QUOTED PASSAGE ▸
= Story generator =

Tool to generate story ideas

A story generator or plot generator is a tool that generates basic narratives or plot ideas. The generator could be in the form of a computer program, a chart with multiple columns, a book composed of panels that flip independently of one another, or a set of several adjacent reels that spin independently of one another, allowing a user to select elements of a narrative plot. The tool may allow the user to select elements for the narrative, or it may combine them randomly, a specific variation known as a random plot generator. Such tools can be created for virtually any genre, although they tend to produce formulaic and hackneyed situations.

== Overview ==
Plot generators were described as early as the late 1920s, with Plotto; a new method of plot suggestion for writers of creative fiction, by William Wallace Cook, appearing in 1928. Plotto is a non-random plot generator; the reader makes all the decisions within the framework set out by the book.

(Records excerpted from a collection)
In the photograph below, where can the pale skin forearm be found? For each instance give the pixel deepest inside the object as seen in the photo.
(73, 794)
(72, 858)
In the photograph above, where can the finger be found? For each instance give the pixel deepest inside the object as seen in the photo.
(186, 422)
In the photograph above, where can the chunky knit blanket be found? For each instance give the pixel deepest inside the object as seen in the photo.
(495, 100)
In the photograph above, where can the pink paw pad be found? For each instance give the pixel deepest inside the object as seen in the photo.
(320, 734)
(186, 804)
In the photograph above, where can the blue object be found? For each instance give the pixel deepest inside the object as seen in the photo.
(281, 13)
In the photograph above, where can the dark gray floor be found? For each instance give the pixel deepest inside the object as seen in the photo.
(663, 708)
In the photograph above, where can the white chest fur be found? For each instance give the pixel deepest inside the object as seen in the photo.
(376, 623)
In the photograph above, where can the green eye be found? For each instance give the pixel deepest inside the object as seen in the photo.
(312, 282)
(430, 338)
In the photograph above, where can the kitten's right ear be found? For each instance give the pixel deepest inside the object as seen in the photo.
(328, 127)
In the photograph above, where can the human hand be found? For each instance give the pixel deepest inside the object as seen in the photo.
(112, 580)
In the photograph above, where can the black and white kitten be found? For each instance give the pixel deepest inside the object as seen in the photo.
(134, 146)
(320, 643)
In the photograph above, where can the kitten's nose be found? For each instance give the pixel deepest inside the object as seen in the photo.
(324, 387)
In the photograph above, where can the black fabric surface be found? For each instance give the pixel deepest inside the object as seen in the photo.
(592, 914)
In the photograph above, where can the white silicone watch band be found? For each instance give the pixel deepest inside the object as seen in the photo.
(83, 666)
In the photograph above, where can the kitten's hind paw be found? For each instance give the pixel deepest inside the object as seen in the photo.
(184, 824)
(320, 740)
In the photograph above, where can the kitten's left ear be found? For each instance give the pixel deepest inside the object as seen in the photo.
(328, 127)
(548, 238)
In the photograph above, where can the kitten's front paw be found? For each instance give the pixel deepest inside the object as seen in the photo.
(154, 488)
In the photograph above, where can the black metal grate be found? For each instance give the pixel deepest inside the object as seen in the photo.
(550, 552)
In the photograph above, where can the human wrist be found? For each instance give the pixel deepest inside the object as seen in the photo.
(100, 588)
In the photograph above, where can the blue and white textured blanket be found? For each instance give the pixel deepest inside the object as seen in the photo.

REQUIRED WORK ▸
**a)** Please copy the passage on story generators between "Tool to generate" and "and hackneyed situations.", inclusive.
**b)** Continue the passage on story generators, starting after its last sentence.

ANSWERS TO THE EXERCISE ▸
**a)**
Tool to generate story ideas

A story generator or plot generator is a tool that generates basic narratives or plot ideas. The generator could be in the form of a computer program, a chart with multiple columns, a book composed of panels that flip independently of one another, or a set of several adjacent reels that spin independently of one another, allowing a user to select elements of a narrative plot. The tool may allow the user to select elements for the narrative, or it may combine them randomly, a specific variation known as a random plot generator. Such tools can be created for virtually any genre, although they tend to produce formulaic and hackneyed situations.

**b)**
In an article originally published in 1935 and reprinted in 2002, Robert J. Hogan described a book-based device called the Plot Genie which consisted of three lists of 180 items each: murder victims in the first list, crime locations in the second list, and important clues in the third list. The item to use from each list was chosen by spinning a dial with 180 numbers on it. Plot Genie (formally Plot Robot) was developed over the course of sixteen years by Wycliffe A. Hill and published around 1931. Hogan also mentions other similar devices such as The 36 Dramatic Situations (described by Polti in 1895, who claims to have improved on the work of Carlo Gozzi, 1720–1806) and Plotto (see above).

The earliest computerized story generator was TALE-SPIN, an artificial intelligence program developed in the 1970s. More recently in the 1990s, the computer program MEXICA was developed for academic research into automated plot generation. It produces plots related to the Mexica people. Using an approach similar to that of MEXICA, the program ProtoPropp generates stories related to Russian folklore. There are a large number of "random plot generators" available on the internet—generic and relating to specific fandoms, with a certain amount of academic research into the subject.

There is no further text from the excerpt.